■ **Requisitos del ejercicio**:
a. Traduce al inglés esta oración del texto sobre el horror paramilitar en Colombia: «Fue entonces cuando los equipos saltaron a la cancha.»
b. Sigue escribiendo el texto sobre el horror paramilitar en Colombia desde su última oración.

27 de julio del 2004
El horror paramilitar en Colombia
Fernando Garavito
Memoria
El 27 de febrero de 1997, los pobladores de Bijao del Cacarica, una población
perdida en el noroeste de Colombia, fueron invitados a un partido de fútbol.
Quienes los convocaron señalaron que la asistencia era obligatoria. No hubo
carteles, porque en esos sitios se desconoce toda suerte de sofisticaciones, ni
perifoneo, dado el mínimo tamaño del casco urbano. Bastó "pasar la voz". Uno de
los equipos, el conformado por los miembros de las Autodefensas Unidas de
Colombia, se perfilaba como ganador. El otro, el de los soldados del ejército
nacional, buscaba de alguna manera salir avante del compromiso. En medio del
silencio sepulcral provocado por los acontecimientos de los tres últimos días,
los vecinos se reunieron poco a poco bajo la sombra de los árboles. Fue entonces
cuando los equipos saltaron a la cancha. Alguien preguntó cómo podría
distinguirlos, si todos vestían el mismo uniforme y todos lucían la misma facha
feroz y llevaban terciados al hombro idénticos fusiles. "Tiene que fijarse en el
letrero del brazo derecho", respondió otro. "Los que tienen letrero son de las
AUC; los otros, del ejército".
Tres días atrás, en su oficina de la XVII Brigada, con sede en Carepa, el
general Rito Alejo del Río había puesto en marcha la "Operación Génesis", contra
el frente 57 de las FARC. Con el apoyo de aviones provistos de bombas y
ametralladoras, soldados y paramilitares llegaron hombro a hombro a Bijao,
quemaron casas, saquearon la población y amenazaron de muerte a los vecinos. Por
eso, cuando estos supieron que habría un encuentro amistoso, pensaron que la ola
de terror comenzaba a ceder y que los intrusos regresarían pronto a sus
cuarteles.

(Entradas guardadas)
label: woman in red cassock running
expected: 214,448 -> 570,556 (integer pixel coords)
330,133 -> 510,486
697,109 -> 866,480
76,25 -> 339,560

■ **Resultados en orden**:
a. It was then that the teams took the field.

b.
Una vez reunidos, el árbitro hizo sonar su silbato. Cada uno de los equipos
ocupó su puesto estratégico en el terreno de juego. Entonces, un ayudante trajo
hasta el centro de la cancha una bolsa de fique y vació su contenido en un punto
equidistante entre los encargados de hacer el primer disparo. Los asistentes
dejaron escapar un grito de horror. El balón con el que jugarían los
contendientes era la cabeza de Marino López, uno de sus amigos.
Durante largos minutos, el único ruido que pudieron percibir los habitantes fue
el de las patadas que daban los jugadores contra el cráneo destrozado. En medio
del oprobioso sol de esa mañana interminable, el equipo de las autodefensas
logró vencer dos veces la portería de su adversario. Después del segundo gol, el
capitán del equipo vencedor anunció que el balón había sacado la mano ("sacar la
mano" es una frase que se aplica en Colombia a lo que ya no sirve) y que, por
consiguiente, terminaba el partido.
Los miembros del equipo del ejército nacional tuvieron que conformarse. No les
gustaba perder, pero el juego había sido limpio. El delantero, que estuvo a
punto de meter dos o tres goles, se disculpó con sus compañeros. "El balón era
pésimo", les dijo. "Ojalá la próxima vez lo inflen antes del partido".
Luego, los contendientes se abrazaron y salieron a emborracharse a la tienda del
pueblo. "Lo que es aquí, no queda uno solo de esos bandidos", anunció el jefe de
las autodefensas. Y todos aplaudieron.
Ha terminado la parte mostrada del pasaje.